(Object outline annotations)
□ □ □ □

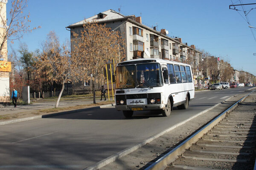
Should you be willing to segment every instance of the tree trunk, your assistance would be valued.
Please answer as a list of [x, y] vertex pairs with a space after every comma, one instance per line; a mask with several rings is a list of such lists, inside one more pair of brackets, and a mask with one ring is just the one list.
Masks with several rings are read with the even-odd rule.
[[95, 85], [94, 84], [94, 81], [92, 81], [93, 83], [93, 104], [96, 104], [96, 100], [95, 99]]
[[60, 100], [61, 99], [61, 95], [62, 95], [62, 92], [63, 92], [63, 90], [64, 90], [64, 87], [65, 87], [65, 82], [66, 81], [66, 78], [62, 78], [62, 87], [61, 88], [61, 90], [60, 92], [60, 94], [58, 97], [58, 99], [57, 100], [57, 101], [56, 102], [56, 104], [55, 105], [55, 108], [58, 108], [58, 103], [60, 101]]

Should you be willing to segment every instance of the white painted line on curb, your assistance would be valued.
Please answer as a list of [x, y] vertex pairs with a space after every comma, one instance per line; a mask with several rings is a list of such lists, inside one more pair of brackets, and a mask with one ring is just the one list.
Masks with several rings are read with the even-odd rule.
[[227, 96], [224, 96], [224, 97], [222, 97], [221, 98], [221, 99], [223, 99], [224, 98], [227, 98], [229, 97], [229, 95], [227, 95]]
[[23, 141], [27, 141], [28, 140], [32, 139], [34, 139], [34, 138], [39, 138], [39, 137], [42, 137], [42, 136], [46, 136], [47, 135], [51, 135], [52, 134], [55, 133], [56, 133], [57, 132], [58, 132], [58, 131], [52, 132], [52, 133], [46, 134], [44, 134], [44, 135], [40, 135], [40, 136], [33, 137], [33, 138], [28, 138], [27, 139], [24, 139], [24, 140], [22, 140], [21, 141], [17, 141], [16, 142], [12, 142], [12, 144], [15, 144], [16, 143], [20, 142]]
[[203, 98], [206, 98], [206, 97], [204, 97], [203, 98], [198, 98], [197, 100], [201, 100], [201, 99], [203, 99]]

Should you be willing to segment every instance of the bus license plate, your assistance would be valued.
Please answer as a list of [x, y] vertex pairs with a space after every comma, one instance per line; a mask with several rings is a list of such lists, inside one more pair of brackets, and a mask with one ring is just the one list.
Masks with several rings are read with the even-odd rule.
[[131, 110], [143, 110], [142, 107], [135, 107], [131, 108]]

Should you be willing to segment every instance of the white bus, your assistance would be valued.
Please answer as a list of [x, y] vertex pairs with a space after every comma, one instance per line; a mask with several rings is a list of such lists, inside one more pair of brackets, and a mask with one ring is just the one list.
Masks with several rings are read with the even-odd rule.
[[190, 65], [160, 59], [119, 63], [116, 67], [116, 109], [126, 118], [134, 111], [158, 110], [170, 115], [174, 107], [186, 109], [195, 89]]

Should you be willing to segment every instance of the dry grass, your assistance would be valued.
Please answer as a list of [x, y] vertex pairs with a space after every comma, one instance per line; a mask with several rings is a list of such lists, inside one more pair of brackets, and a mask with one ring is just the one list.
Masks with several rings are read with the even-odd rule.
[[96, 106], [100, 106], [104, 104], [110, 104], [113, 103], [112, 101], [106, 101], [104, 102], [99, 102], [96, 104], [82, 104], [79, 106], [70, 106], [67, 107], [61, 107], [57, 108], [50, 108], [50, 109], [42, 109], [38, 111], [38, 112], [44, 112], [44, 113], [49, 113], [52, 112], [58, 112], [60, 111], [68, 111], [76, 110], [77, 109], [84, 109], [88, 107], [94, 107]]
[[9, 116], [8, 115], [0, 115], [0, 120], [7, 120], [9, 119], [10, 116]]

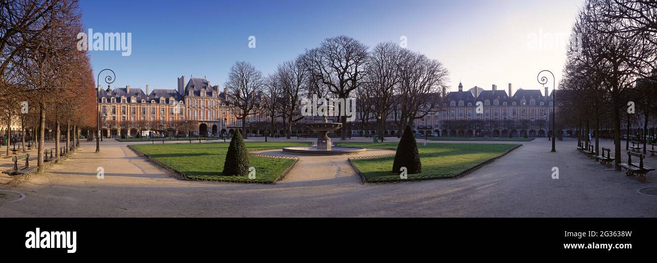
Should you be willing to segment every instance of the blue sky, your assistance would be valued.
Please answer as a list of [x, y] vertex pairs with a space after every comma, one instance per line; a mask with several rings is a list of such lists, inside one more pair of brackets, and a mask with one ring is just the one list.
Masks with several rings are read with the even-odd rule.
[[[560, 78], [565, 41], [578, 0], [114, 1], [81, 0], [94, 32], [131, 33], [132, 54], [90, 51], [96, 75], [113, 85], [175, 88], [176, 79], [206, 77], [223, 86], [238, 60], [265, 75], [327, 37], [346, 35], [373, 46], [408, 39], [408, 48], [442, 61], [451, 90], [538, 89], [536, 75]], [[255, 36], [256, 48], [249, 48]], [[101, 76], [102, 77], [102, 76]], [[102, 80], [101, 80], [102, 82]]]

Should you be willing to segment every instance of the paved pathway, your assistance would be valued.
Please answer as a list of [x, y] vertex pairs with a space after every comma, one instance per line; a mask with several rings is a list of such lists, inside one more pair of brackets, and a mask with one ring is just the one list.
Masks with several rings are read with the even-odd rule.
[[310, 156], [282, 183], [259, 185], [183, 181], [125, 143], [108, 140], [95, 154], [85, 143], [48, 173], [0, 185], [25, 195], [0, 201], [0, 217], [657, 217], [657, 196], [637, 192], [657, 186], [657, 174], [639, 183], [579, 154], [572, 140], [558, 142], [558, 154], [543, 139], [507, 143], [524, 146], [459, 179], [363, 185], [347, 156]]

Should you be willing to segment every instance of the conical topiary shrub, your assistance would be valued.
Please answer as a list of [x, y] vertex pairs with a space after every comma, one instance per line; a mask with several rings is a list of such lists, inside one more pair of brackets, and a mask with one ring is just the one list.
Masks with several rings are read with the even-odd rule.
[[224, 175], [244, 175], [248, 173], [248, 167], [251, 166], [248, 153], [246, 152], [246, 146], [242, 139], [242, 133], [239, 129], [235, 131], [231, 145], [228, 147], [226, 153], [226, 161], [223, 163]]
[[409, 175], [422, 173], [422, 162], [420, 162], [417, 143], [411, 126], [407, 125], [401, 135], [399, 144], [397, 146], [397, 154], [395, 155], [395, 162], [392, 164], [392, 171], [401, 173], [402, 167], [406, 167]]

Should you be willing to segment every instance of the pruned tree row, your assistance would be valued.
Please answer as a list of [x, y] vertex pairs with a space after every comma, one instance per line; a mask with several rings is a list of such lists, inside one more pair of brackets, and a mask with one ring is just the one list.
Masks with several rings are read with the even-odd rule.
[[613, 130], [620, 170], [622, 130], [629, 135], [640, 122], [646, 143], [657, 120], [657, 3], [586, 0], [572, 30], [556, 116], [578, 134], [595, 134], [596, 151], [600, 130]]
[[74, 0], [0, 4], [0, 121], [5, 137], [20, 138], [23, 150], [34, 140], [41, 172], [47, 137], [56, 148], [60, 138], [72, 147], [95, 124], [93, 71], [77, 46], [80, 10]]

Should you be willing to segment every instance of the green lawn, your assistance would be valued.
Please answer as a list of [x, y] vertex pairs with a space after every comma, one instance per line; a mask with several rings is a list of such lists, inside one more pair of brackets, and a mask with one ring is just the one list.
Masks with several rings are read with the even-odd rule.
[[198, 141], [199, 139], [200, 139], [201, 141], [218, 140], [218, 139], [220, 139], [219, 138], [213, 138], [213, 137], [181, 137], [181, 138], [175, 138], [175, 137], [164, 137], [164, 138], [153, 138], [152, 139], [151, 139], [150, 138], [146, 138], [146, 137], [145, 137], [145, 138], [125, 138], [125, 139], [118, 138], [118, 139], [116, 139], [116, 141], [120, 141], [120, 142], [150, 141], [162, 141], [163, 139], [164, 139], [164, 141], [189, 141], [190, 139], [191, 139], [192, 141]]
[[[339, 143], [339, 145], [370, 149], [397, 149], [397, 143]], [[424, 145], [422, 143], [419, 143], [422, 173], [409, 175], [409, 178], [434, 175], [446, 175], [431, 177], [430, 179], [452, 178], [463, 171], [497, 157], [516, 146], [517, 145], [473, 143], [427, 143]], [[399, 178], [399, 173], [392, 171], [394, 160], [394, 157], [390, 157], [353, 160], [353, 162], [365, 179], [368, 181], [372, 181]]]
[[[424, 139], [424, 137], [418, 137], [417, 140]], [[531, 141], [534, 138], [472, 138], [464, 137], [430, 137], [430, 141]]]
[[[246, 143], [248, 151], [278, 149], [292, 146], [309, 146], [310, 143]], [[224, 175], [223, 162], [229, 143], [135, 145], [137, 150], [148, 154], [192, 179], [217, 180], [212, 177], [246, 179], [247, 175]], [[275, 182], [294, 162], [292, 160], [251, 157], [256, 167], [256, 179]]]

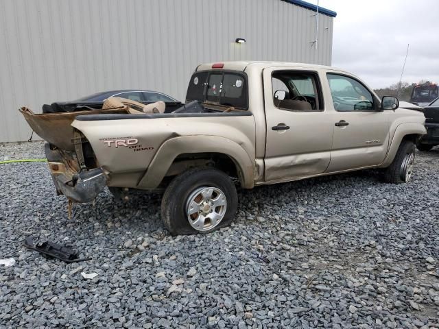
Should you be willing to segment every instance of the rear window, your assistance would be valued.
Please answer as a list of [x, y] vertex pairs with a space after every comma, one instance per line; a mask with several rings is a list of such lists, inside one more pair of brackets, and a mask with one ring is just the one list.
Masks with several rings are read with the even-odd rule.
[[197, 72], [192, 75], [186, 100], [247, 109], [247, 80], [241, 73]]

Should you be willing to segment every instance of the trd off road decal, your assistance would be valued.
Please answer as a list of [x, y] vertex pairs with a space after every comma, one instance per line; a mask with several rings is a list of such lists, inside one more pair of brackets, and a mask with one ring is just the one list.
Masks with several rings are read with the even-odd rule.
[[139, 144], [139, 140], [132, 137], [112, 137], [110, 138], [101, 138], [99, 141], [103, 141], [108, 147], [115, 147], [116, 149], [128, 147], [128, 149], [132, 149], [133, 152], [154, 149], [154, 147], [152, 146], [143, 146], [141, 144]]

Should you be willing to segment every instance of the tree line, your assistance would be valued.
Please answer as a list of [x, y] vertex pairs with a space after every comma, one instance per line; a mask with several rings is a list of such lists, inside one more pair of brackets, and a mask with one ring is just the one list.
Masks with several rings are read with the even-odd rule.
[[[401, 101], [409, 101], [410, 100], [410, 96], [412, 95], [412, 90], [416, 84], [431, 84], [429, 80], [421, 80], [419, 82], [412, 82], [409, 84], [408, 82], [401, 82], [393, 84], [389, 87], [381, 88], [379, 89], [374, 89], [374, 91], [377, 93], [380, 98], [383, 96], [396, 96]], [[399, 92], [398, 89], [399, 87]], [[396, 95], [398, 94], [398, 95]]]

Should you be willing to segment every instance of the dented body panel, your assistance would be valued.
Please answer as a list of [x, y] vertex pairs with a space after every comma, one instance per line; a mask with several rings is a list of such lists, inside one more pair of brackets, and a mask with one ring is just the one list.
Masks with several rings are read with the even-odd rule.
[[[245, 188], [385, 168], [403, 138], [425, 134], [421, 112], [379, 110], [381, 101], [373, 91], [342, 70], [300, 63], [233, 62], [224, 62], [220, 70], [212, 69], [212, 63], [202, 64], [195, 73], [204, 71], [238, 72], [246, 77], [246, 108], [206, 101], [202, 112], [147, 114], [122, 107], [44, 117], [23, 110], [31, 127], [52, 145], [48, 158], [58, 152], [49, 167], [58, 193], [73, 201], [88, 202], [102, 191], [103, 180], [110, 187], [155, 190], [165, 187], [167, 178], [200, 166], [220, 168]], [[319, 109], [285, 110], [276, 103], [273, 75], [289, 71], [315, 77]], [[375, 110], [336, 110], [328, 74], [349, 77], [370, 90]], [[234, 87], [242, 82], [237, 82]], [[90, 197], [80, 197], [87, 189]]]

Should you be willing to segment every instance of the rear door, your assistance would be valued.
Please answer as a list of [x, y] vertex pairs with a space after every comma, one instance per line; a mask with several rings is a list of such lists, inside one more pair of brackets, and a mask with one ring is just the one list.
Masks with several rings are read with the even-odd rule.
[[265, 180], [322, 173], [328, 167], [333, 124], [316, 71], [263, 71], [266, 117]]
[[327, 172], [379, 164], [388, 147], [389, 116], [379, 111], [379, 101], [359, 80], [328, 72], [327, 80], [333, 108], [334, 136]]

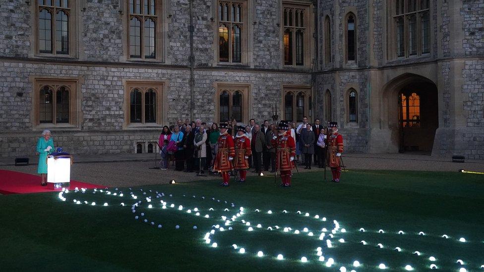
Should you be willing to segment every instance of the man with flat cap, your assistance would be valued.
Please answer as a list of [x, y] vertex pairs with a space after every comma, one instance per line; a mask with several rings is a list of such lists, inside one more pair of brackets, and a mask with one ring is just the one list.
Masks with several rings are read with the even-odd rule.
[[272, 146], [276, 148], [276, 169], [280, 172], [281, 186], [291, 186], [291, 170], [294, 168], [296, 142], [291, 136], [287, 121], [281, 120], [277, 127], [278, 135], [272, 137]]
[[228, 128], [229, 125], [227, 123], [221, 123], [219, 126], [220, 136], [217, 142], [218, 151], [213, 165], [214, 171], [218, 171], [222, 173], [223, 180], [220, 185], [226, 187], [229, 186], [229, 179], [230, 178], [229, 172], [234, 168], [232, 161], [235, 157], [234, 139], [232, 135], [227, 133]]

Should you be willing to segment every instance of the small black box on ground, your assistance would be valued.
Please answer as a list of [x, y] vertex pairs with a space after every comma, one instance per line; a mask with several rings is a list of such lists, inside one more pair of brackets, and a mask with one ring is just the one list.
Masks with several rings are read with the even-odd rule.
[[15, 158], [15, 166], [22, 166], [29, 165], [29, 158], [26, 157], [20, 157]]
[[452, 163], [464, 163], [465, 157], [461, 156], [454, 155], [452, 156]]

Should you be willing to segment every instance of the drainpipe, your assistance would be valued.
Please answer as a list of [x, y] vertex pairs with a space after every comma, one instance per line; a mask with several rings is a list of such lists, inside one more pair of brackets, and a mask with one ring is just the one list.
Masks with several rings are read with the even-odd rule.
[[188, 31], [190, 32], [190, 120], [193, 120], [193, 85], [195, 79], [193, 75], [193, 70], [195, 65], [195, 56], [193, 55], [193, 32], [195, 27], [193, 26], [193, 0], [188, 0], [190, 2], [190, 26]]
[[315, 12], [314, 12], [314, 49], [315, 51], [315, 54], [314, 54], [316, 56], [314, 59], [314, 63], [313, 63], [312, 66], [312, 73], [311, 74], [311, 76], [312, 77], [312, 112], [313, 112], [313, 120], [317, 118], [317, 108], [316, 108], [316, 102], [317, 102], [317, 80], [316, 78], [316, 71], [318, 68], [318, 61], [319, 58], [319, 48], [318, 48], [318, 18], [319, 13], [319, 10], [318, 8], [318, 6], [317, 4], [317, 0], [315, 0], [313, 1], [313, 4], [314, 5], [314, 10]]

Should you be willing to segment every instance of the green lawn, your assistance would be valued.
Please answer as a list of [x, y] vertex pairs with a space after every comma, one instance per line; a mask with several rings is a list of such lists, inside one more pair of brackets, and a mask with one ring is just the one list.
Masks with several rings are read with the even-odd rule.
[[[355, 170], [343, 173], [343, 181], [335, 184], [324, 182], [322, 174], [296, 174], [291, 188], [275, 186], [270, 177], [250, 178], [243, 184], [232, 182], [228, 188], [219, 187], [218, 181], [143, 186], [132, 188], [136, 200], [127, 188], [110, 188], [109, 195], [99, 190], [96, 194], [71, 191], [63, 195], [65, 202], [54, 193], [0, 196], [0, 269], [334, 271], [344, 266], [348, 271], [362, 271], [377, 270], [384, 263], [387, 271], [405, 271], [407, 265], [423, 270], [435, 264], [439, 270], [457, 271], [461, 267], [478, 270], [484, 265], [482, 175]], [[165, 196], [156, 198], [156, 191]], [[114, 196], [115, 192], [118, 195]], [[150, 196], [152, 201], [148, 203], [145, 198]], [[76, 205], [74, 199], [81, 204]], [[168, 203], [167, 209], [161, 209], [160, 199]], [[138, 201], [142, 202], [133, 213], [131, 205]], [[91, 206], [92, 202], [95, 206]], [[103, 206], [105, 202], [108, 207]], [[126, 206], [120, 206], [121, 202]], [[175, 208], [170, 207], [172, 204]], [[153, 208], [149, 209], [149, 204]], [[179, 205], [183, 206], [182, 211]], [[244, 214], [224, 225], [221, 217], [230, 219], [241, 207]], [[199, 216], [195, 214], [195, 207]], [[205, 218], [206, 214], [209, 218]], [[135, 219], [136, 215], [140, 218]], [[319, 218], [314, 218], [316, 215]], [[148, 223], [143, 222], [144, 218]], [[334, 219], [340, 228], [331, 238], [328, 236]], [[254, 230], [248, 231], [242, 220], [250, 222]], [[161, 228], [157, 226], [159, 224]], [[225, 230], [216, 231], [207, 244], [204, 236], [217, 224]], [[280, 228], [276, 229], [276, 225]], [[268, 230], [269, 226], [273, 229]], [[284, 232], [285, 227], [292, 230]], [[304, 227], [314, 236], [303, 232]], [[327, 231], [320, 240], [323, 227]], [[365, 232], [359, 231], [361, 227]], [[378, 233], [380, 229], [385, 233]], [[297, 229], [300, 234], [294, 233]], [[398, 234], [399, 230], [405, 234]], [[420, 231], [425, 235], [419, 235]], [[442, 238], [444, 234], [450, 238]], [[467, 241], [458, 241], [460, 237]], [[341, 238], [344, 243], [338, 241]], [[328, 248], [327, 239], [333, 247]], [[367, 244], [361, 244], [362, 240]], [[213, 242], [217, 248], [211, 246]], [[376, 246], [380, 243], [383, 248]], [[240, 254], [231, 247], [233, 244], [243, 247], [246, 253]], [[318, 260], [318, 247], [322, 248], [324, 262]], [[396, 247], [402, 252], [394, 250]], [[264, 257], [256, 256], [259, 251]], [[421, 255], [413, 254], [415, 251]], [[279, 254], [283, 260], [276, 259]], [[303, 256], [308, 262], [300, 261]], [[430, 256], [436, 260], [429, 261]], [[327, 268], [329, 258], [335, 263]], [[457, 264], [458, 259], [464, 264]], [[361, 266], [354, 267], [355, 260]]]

□ □ □ □

• [What you have to do]: Reproduce everything from the line containing "Should you be willing to segment every instance of the small" down to the line containing "5], [314, 10]]", both included, keeping the requests as they are and adding -117 to every coordinate in the answers.

• [Answer for the task]:
Should you be willing to segment every instance of the small black box on ground, your assistance would be valued.
Please answer as a list of [x, y] vertex pairs with a space after every comma, one instance per line; a mask with several rings is a list of such lists, inside one more pair of brackets, and a mask with one ring is just the one list.
Masks with several rings are read with the even-odd rule.
[[-102, 41], [-102, 49], [-95, 49], [-88, 48], [-88, 41], [-91, 40], [-97, 40]]
[[335, 46], [347, 46], [348, 40], [344, 39], [337, 38], [335, 39]]

Should you be willing to segment every instance of the drainpipe, your assistance would be valued.
Please answer as a list of [x, y] vertex pairs with a space after every comma, one instance per line; a mask with several rings is a list of such lists, inside one more pair of brackets, and a mask with one ring is just the one list.
Masks with several rings are read with the even-odd rule.
[[71, -86], [73, -85], [73, 3], [76, 3], [76, -32], [78, -38], [76, -42], [76, -47], [78, -52], [78, -61], [76, -62], [76, -85], [78, -90], [76, -91], [76, -117], [71, -117], [73, -115], [73, -91]]
[[198, -105], [197, -105], [197, -68], [198, -66], [198, -63], [197, -63], [199, -61], [197, -58], [197, -54], [196, -54], [195, -51], [195, -44], [194, -43], [194, -41], [195, -40], [195, -5], [196, -5], [196, 3], [200, 1], [200, -9], [199, -9], [199, -15], [200, -15], [200, -37], [199, -39], [199, -46], [201, -49], [201, -56], [202, -59], [202, -69], [201, -69], [201, -99], [202, -104], [202, -107], [201, -109], [201, -111], [200, -113], [200, -117], [198, -117], [196, -116], [196, -113], [197, -112], [197, -107]]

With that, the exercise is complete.